* **SOURCE TEXT**:
○ ○ ○

On Tue, Jan 10, 2017 at 09:47:28AM -0800, Warner Losh
wrote:
On Tue, Jan 10, 2017 at 8:20 AM, Joerg Schilling
<schily(a)schily.net> wrote:
Berny Goodheart <berny(a)berwynlodge.com>
wrote:
> Here???s the breakdown of SVR4 kernel lineage as I recall it. I am pretty sure this
is correct. But I am sure many of you will put me right if I am wrong ;)
>
> From BSD:
> TCP/IP <=== NO, Svr4 uses a STREAMS based TCP/IP stack
svr4's stack is derived from BSD with a STREAMS packaging. These files
were listed as "in AT&T's code w/o BSD headers" in the countersuit
for
the infamous AT&T lawsuit.
Yeah, I think Convergent did the STREAMS packaging, then Lachman bought
the stack, I ported it twice (ETA & SCO), then I believe it was Bill
Coleman (not positive on the name, it was the VP of networking) at Sun
that bought rights to the stack from Lachman under pretty unfavorable
terms, then Sun got unhappy with the terms (and the performance),
contracted with Mentat to do a new stack and I think that stack is what
remains in Solaris.

○ ○ ○

Image segmentation entries:
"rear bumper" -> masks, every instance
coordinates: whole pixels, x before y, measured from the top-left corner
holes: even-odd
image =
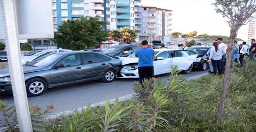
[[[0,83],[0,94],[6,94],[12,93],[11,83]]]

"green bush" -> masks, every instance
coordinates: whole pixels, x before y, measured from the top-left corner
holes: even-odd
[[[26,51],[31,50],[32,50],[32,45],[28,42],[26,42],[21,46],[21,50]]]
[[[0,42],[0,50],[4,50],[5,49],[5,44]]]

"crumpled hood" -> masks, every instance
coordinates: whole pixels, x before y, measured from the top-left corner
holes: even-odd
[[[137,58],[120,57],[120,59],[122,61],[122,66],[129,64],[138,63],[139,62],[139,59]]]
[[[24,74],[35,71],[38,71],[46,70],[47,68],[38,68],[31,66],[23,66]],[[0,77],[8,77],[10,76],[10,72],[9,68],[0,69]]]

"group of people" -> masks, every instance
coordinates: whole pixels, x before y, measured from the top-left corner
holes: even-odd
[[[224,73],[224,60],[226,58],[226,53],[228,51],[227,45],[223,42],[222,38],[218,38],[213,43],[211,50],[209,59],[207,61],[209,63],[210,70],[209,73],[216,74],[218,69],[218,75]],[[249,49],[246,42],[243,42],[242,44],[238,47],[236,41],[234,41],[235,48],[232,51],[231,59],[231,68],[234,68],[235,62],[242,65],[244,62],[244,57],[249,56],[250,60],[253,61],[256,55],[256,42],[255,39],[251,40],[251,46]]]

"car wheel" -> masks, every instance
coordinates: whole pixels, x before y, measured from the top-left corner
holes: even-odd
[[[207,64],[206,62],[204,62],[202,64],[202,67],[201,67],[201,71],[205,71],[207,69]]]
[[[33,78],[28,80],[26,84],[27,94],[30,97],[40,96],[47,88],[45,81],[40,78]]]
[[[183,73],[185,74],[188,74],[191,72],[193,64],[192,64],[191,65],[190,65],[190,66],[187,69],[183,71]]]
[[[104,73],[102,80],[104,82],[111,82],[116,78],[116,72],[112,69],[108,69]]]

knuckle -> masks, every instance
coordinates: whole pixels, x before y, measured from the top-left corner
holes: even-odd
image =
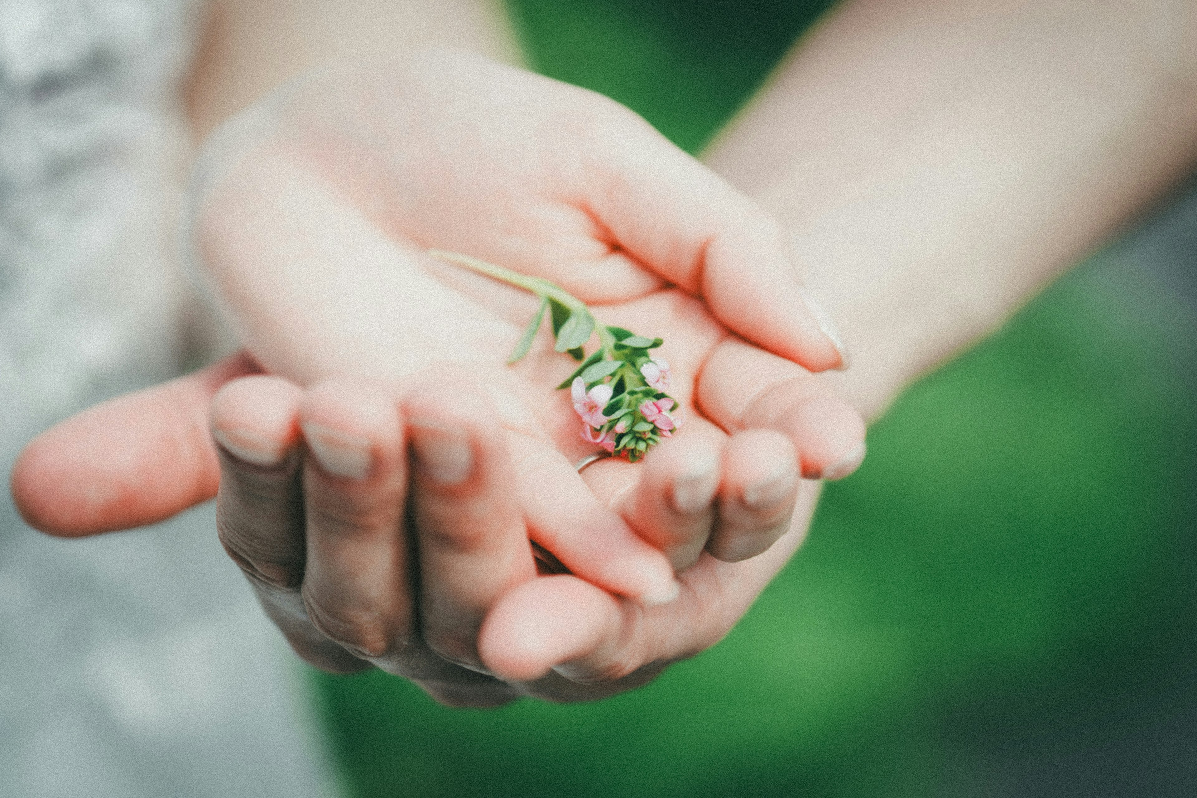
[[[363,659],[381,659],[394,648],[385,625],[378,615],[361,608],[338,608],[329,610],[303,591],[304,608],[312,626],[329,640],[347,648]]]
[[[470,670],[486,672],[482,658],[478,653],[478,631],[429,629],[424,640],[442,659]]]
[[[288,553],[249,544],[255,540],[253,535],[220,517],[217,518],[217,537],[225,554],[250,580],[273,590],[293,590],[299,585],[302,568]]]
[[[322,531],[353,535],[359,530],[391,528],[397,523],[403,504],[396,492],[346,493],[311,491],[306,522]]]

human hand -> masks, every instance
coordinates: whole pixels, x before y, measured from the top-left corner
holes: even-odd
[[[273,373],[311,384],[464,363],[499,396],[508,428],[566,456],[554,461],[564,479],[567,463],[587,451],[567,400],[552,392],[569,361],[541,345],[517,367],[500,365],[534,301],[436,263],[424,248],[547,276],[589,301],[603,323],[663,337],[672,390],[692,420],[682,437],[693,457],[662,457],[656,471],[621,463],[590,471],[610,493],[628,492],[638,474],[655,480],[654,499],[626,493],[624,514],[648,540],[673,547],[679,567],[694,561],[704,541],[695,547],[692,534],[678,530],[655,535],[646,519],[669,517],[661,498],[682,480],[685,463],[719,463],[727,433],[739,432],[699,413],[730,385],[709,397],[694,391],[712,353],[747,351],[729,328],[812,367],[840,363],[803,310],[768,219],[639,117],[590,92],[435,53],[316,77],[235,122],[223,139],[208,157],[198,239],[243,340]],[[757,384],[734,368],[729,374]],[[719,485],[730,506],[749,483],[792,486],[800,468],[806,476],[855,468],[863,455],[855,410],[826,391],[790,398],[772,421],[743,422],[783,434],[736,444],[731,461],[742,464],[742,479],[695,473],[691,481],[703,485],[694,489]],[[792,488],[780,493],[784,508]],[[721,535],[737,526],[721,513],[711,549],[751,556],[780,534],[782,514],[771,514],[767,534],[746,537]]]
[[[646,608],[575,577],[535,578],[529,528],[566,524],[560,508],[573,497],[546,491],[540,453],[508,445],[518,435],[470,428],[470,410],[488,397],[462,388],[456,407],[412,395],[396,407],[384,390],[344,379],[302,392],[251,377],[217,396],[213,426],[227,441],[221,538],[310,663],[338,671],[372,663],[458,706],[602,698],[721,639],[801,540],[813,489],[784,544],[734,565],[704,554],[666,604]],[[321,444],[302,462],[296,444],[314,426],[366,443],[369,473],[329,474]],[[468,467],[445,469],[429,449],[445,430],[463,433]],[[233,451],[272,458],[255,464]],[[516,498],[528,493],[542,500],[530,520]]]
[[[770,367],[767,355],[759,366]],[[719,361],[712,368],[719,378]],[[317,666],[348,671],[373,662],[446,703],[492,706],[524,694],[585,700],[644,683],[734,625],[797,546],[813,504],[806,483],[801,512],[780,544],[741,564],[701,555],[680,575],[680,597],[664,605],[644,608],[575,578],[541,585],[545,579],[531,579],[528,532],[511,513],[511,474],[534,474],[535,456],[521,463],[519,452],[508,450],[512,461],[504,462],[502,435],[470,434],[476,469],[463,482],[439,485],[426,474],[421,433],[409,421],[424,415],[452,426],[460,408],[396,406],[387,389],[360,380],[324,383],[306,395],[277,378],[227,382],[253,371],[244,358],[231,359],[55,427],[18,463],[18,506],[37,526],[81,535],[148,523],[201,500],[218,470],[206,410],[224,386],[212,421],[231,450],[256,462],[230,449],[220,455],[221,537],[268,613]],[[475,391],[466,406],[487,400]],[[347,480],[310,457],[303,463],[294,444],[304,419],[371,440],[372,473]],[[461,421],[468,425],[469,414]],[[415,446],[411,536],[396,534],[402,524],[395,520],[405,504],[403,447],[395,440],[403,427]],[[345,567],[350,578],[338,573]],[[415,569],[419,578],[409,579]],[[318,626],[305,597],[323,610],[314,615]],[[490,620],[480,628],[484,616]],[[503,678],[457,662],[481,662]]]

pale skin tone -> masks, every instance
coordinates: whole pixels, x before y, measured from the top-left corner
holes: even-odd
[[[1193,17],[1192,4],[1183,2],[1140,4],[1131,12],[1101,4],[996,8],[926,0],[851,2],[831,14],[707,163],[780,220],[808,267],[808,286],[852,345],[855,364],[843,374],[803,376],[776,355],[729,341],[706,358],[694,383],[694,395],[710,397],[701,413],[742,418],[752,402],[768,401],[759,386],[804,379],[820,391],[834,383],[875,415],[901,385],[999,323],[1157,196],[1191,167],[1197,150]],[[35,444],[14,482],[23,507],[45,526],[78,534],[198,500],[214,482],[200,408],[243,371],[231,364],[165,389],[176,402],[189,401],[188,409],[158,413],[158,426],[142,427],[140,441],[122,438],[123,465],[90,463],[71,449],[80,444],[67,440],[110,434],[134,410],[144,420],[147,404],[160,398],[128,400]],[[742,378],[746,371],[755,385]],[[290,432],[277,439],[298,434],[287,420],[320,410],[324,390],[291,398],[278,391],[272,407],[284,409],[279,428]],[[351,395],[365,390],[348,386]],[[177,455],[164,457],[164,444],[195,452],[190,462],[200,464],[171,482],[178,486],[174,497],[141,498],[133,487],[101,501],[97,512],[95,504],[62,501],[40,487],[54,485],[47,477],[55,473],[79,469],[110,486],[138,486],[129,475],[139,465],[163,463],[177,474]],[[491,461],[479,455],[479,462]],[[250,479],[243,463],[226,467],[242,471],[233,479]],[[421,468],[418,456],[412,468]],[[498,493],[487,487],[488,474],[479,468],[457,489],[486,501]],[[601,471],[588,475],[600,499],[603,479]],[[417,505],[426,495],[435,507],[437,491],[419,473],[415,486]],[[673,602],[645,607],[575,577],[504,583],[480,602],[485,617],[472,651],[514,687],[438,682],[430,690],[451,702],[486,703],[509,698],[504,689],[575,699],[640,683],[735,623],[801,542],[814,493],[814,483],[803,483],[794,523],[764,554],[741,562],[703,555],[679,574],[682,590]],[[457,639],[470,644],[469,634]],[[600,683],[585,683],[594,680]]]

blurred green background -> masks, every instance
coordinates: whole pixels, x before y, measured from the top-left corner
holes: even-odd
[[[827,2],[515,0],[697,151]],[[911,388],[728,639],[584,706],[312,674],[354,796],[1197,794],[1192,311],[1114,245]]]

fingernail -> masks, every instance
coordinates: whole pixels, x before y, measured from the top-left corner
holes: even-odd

○ ○ ○

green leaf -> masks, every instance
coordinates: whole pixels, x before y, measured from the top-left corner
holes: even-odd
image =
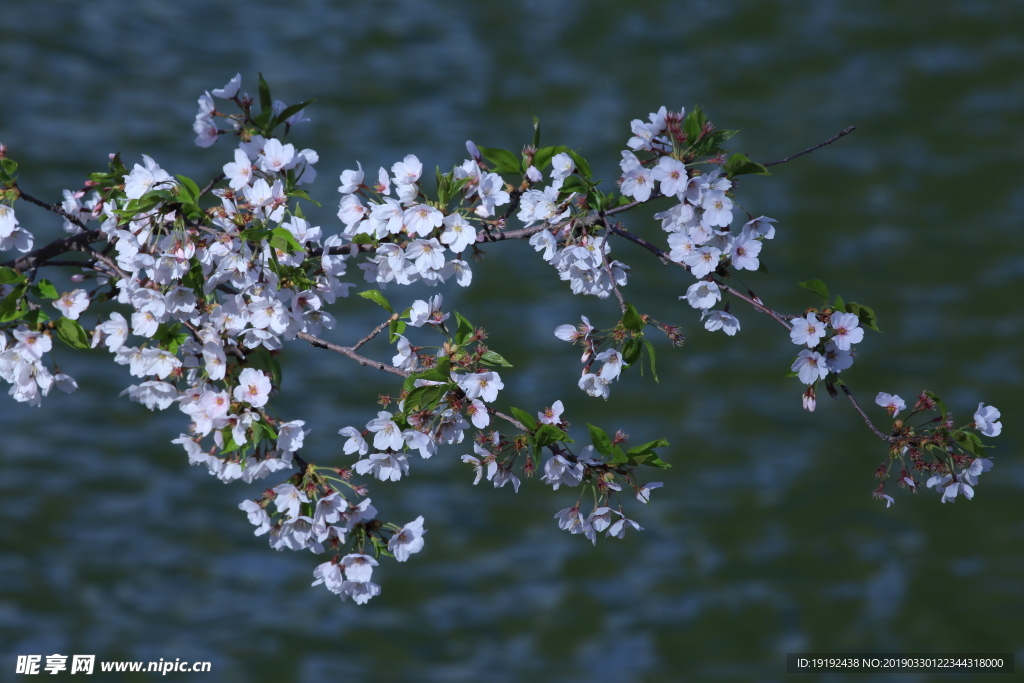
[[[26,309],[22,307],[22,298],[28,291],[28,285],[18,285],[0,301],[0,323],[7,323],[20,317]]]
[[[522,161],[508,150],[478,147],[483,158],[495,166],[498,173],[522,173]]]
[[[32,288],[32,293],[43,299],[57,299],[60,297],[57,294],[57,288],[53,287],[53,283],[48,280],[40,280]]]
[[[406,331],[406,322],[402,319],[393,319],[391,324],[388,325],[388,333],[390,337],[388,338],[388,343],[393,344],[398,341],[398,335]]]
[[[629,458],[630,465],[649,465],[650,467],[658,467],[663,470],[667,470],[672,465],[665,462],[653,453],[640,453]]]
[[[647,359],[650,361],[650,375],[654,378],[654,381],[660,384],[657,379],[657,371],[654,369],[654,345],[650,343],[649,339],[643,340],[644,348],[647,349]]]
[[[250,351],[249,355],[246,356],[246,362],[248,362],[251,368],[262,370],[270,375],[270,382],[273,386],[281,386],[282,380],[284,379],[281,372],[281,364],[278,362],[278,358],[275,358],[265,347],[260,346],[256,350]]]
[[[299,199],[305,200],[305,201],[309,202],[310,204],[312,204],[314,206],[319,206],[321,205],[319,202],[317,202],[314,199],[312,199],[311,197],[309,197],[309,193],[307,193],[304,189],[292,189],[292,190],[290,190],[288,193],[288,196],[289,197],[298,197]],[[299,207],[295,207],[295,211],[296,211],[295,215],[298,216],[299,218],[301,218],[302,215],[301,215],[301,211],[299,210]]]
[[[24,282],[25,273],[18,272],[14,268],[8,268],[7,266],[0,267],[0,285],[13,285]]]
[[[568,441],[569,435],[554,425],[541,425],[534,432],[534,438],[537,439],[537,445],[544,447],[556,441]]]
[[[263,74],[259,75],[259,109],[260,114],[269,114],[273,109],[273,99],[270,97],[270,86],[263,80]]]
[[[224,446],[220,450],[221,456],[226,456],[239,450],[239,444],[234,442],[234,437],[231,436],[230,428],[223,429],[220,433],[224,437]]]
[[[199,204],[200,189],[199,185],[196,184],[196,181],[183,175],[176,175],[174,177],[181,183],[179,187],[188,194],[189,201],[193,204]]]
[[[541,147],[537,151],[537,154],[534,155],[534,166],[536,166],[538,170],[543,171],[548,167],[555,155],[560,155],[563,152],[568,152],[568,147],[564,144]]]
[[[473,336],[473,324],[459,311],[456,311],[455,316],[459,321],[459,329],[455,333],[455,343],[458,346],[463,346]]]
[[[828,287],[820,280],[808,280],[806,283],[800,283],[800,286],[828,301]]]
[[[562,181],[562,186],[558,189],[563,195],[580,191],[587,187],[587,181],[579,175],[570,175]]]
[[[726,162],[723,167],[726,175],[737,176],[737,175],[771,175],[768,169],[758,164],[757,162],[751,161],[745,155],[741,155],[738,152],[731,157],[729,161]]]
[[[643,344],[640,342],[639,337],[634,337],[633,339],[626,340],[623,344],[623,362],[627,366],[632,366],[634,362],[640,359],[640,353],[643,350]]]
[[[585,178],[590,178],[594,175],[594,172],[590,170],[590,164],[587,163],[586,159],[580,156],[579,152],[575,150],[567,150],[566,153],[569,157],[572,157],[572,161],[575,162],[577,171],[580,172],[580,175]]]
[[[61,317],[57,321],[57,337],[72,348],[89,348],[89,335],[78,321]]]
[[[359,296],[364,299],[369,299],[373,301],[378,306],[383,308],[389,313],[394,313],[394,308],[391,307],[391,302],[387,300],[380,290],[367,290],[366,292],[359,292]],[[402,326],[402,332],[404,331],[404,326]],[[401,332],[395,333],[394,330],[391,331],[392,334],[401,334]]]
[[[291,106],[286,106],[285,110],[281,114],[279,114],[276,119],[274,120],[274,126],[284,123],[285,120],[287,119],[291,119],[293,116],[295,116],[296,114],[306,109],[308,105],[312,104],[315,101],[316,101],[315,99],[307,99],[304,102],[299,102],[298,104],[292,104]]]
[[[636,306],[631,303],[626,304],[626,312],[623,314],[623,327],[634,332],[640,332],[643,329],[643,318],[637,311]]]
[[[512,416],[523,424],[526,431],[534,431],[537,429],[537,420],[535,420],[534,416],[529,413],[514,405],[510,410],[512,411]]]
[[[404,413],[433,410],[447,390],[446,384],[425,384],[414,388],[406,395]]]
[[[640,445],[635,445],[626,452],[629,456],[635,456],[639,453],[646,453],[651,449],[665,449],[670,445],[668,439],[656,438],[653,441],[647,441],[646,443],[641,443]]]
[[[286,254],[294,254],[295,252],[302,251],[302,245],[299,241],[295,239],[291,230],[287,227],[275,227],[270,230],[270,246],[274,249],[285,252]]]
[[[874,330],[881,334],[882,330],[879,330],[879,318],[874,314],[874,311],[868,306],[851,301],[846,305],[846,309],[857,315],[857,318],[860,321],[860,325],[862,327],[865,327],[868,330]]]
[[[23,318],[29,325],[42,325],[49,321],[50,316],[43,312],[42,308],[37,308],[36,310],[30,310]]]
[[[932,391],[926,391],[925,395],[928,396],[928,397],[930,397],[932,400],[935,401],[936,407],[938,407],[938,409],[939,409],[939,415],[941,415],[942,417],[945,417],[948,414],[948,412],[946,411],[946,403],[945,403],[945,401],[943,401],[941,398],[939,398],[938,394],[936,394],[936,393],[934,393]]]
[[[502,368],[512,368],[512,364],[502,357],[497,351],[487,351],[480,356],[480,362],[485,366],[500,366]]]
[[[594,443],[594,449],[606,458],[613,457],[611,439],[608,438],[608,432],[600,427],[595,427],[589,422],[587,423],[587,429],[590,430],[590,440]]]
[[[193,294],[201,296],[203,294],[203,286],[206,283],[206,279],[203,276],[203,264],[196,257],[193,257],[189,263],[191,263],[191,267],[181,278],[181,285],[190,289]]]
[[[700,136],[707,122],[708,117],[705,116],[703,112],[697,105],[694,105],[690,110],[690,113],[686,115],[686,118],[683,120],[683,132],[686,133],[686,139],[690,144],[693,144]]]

○ ○ ○

* **WRITTEN REQUEST A**: Reproduce word for word the passage of the email on the SVR4 TCP/IP stack from "On Tue, Jan 10, 2017 at 09:47:28AM" to "am wrong ;)".
* **WRITTEN REQUEST B**: Locate each line of the records containing the word "green" and copy those lines.
The email and the records come from unrelated sources.

* **RIGHT ANSWER A**:
On Tue, Jan 10, 2017 at 09:47:28AM -0800, Warner Losh
wrote:
On Tue, Jan 10, 2017 at 8:20 AM, Joerg Schilling
<schily(a)schily.net> wrote:
Berny Goodheart <berny(a)berwynlodge.com>
wrote:
> Here???s the breakdown of SVR4 kernel lineage as I recall it. I am pretty sure this
is correct. But I am sure many of you will put me right if I am wrong ;)

* **RIGHT ANSWER B**:
"green bush" -> masks, every instance
blurred green background -> masks, every instance
green leaf -> masks, every instance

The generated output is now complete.